● **Problem statement**
Every line below must be reproduced exactly; no pictures are to be included.

[Dataset records Boundary: Start]

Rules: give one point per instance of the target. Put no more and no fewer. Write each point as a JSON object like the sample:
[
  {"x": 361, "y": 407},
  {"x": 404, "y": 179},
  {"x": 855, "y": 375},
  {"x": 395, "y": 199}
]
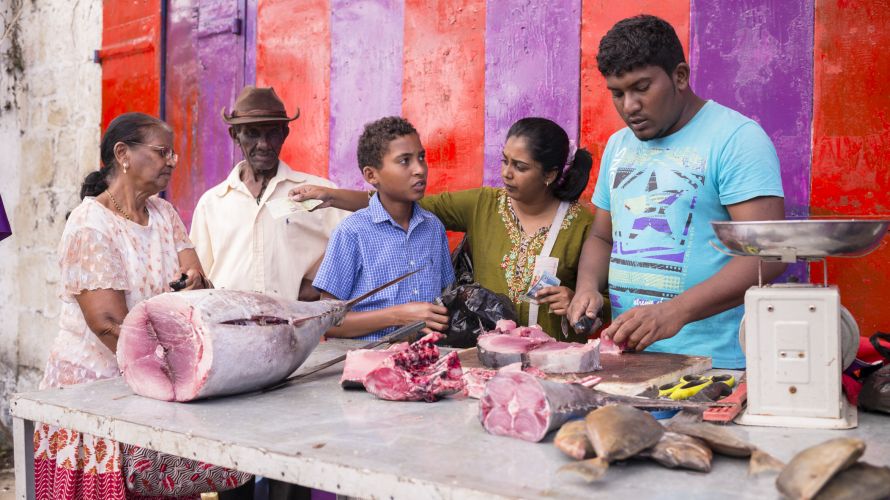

[Dataset records Boundary: End]

● **Answer for this exercise**
Rules: give one point per instance of the target. Put no more and no fewer. Write each point as a JSON object like the sample:
[
  {"x": 361, "y": 407},
  {"x": 404, "y": 179},
  {"x": 855, "y": 375},
  {"x": 395, "y": 199}
]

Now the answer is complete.